*Set task*:
Copy out the listing below word for word, leaving out the pictures.

═══

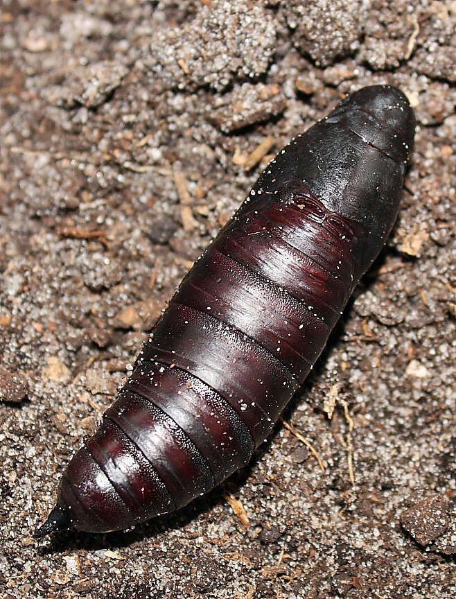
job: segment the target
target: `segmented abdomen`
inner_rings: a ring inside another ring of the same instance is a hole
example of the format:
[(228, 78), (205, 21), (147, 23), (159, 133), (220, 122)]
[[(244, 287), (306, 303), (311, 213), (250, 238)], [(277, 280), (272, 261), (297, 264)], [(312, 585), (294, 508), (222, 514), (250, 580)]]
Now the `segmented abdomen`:
[(360, 225), (293, 182), (261, 196), (184, 279), (87, 442), (125, 526), (186, 505), (249, 461), (351, 293)]
[(363, 88), (284, 148), (185, 277), (38, 536), (170, 512), (246, 464), (396, 218), (414, 118)]

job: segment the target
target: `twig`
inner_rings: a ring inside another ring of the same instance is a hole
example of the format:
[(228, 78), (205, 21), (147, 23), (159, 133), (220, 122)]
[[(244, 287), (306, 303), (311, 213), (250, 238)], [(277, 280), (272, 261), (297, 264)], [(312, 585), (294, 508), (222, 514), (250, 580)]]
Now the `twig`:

═══

*Solved problem*:
job: segment the target
target: `segmented abdomen`
inner_rings: a ring inside another ring of the same instance is a hole
example of the format:
[(228, 78), (205, 21), (147, 23), (159, 133), (220, 122)]
[[(244, 287), (306, 303), (311, 213), (250, 238)], [(277, 280), (272, 261), (297, 264)], [(312, 585), (294, 508), (222, 514), (250, 580)]]
Now the `segmented abdomen`:
[(360, 225), (293, 182), (261, 196), (184, 279), (87, 442), (125, 526), (186, 505), (249, 461), (351, 293)]
[(363, 88), (284, 148), (185, 277), (38, 536), (170, 512), (246, 464), (396, 218), (414, 118)]

job: segment the target
target: `twig`
inner_rings: a ring inside another ring of the same instance is a hole
example of the format:
[(228, 78), (205, 21), (147, 23), (159, 133), (220, 122)]
[[(244, 287), (306, 303), (311, 213), (250, 238)], [(277, 280), (272, 261), (297, 264)], [(312, 585), (294, 508), (222, 514), (250, 580)]]
Now the `twig`:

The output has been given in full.